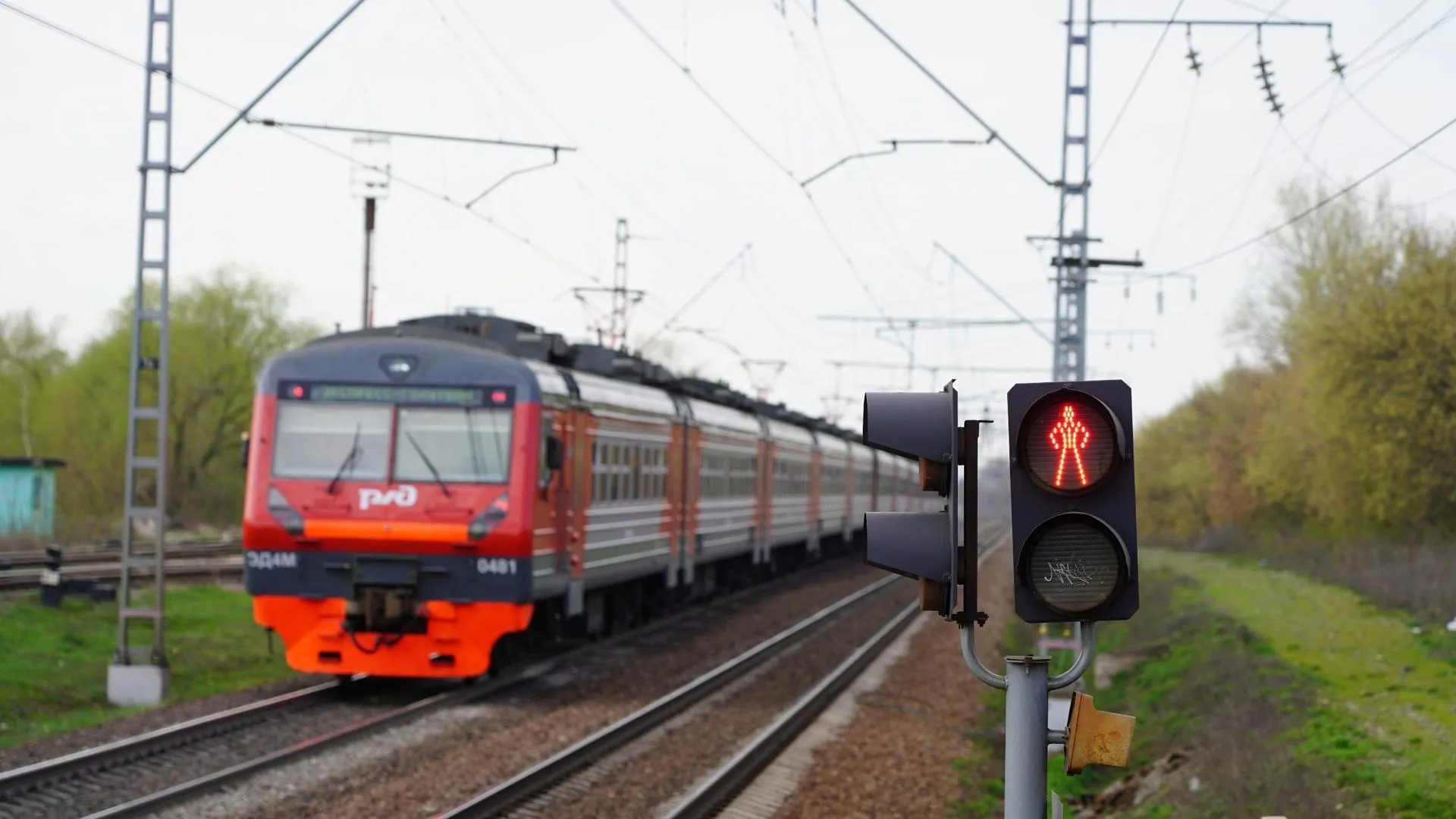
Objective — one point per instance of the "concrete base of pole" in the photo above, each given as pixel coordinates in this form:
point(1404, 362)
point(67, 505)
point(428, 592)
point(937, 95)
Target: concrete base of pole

What you need to do | Extract all the entries word for word; omit any pictures.

Written response |
Objective — one point per instance of the "concrete base of pole" in the photo above, each given as pixel coordinates in this form:
point(1404, 362)
point(67, 505)
point(428, 592)
point(937, 95)
Target: concrete base of pole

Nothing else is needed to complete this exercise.